--- PROBLEM DESCRIPTION ---
Which lines in the material below contain the string "dark" with its capitalization matched exactly? Return each of those lines in full.

--- DATA SUPPLIED ---
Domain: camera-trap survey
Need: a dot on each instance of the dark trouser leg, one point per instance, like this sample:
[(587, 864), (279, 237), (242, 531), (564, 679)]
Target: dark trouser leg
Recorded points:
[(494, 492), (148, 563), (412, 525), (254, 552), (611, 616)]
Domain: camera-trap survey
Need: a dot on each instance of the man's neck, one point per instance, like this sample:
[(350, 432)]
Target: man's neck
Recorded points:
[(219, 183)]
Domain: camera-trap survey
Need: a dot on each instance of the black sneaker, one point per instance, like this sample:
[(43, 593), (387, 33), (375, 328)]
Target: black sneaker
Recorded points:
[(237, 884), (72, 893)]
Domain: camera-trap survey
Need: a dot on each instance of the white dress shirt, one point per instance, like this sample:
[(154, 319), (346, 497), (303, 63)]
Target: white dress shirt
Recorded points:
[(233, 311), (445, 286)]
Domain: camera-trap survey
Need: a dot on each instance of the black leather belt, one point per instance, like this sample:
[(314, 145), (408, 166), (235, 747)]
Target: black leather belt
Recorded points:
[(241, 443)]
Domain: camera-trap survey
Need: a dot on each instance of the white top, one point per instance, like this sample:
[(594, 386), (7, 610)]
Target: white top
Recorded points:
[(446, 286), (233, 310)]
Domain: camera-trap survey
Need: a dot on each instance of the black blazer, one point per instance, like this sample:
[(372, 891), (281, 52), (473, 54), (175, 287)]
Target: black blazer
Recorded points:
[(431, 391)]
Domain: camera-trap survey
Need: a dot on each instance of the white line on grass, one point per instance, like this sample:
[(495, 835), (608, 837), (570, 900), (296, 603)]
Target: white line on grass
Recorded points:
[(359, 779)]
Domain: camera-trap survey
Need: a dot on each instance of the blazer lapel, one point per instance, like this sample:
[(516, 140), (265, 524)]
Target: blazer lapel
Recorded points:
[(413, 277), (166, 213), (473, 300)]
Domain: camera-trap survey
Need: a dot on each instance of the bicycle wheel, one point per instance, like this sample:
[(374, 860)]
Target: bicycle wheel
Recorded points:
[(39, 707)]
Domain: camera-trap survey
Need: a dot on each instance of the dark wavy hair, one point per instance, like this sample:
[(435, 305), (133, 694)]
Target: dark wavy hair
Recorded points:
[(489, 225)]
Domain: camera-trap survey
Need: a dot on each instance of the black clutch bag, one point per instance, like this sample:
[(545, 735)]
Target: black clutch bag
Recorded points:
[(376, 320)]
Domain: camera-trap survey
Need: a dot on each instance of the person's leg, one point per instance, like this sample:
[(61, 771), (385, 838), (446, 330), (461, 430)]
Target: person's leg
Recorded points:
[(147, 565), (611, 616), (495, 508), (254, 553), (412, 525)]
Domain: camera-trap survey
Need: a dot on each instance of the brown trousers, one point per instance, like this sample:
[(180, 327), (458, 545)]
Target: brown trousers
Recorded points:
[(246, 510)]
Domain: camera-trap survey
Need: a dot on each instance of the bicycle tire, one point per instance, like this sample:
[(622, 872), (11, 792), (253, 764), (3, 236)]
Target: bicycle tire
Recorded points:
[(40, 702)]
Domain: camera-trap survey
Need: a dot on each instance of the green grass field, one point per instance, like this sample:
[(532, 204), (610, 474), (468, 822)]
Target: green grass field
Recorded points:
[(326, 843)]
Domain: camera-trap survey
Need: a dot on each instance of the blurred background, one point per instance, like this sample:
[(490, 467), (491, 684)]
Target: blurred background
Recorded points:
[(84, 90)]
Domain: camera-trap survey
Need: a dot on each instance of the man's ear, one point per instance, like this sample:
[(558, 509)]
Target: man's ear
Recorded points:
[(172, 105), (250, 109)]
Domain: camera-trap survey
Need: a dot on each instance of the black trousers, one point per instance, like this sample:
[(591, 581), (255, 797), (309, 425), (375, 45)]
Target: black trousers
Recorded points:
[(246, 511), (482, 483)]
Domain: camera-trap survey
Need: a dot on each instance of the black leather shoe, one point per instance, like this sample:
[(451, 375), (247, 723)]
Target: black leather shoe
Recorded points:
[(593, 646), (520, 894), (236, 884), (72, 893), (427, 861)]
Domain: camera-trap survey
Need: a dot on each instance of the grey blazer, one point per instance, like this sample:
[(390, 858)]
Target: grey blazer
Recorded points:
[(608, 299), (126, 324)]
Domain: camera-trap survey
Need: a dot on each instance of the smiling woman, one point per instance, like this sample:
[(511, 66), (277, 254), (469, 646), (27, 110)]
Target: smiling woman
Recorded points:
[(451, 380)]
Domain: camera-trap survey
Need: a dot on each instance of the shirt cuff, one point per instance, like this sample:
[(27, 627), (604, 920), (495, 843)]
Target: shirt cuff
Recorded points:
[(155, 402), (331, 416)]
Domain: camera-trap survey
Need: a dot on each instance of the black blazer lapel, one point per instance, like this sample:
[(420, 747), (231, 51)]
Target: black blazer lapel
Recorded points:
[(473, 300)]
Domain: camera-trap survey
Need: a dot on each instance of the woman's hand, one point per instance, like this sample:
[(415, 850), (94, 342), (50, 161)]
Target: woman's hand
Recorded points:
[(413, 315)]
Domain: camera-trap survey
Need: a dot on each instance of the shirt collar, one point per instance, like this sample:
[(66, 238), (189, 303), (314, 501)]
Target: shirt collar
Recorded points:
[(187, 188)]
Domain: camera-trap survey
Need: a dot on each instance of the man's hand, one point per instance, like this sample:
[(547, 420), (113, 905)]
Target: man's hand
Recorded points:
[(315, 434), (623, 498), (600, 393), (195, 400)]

--- WORKED SOLUTION ---
Need: a dot on each instance of the dark trouser leg, one point per instance, like this sample:
Target: dark trouser leg
Need: a dot on each instance of the dark wavy hair, one point per instance, like this sample:
Target: dark wavy hair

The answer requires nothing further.